TEXTE CITÉ »
----
Comme un écran dans l’écran, la première image du film se détache comme un encadré sur fond noir, montrant un casting où un jeune homme, casquette à l’envers et sacoche en bandoulière, a l’air mal à l’aise : « Je dois faire quoi là? ». Une voix, qu’on devine être celle du réalisateur, le rassure. Iels seront quatre à se succéder sous nos yeux: Jessy, Maylis, Ryan et Lily. Après ces présentations s’affiche le titre du film: Les Pires. Prologue aux allures de fausses coulisses, cette introduction installe dès les premières images la mise en abîme développée par les deux réalisatrices, Lise Akoka et Romane Gueret. Un film est en train d’être tourné dans la cité Picasso de Boulogne-sur-Mer, dans le nord de la France. Le cinéaste diégétique fait appel à des non-professionnel·les et choisit au terme d’un long casting quatre enfants et adolescent·e·s pour interpréter les rôles principaux. Pourquoi eux? C’est la question que tout le monde se pose dans le quartier.
----
CONSIGNE ÉCRITE » Reprenez le texte sur le film Les Pires et prolongez-le à partir de sa dernière phrase.

INFORMATIONS AFFICHÉES »
----
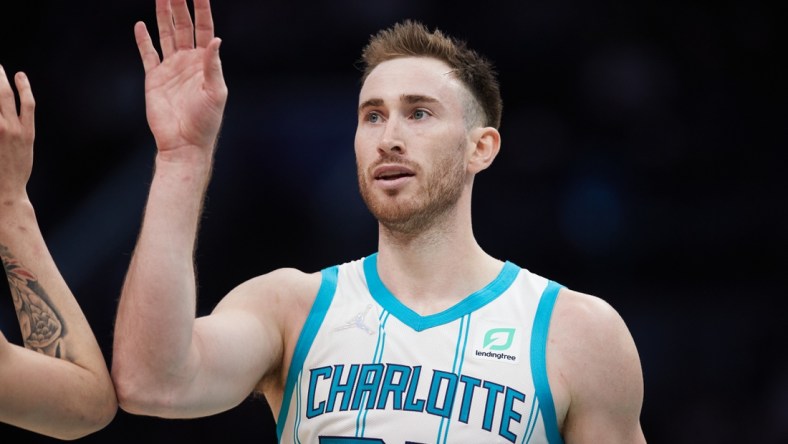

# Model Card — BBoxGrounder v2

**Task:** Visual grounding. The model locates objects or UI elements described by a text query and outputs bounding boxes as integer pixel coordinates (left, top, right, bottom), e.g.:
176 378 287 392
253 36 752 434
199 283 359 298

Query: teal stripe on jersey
----
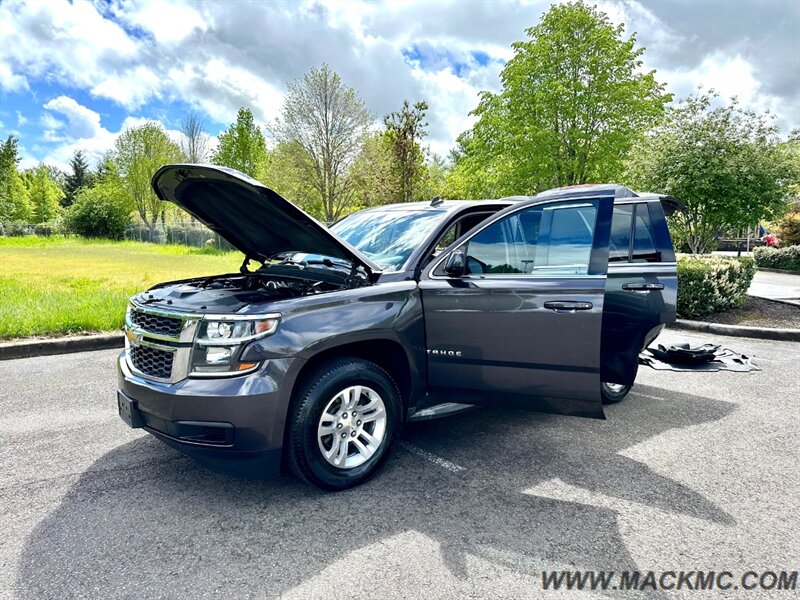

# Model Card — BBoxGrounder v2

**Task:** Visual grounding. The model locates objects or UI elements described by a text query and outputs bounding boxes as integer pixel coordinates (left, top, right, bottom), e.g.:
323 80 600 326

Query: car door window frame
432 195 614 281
----
RÉPONSE À L'EXERCICE »
Jouant habilement sur les frontières entre fiction et réalité, le film s’inscrit dans la lignée du court métrage des deux réalisatrices, Chasse royale (2016), qui racontait l’histoire d’un casting sauvage dans la même cité. Ici, elles s’intéressent également aux semaines de tournage et à la cohabitation entre l’équipe du film et les habitant·e·s, le temps d’un été. Des gens qui ne se seraient probablement jamais rencontrés vivent les aléas de cette expérience commune unique, constituant une joyeuse bande à mi-chemin entre la troupe de théâtre et la colonie de vacances, partageant les mêmes péripéties et rebondissements. Mallory Wanecque (Lily) et Timéo Mahaut (Ryan) impressionnent et s’imposent avec leur accent du nord et leur regard clair et perçant. Le film nous propose plusieurs niveaux de lecture et plusieurs strates narratives, parmi lesquels on navigue sans se perdre. Marquant le passage de l’individuel vers le collectif, la caméra effectue des plans larges pour filmer le tournage et les équipes, puis des plans resserrés sur les visages percutants de ces adolescent·e·s dans l’intimité de leur chambre, dans leur réalité familiale, sociale, amoureuse. Au rythme des rumeurs et des publications Facebook relatant la vie locale, iels s’aiment, se disputent, se battent, s’amusent parfois. Iels tentent de vivre leur vie dans un monde hostile, dont l’horizon se limite souvent aux barres des immeubles.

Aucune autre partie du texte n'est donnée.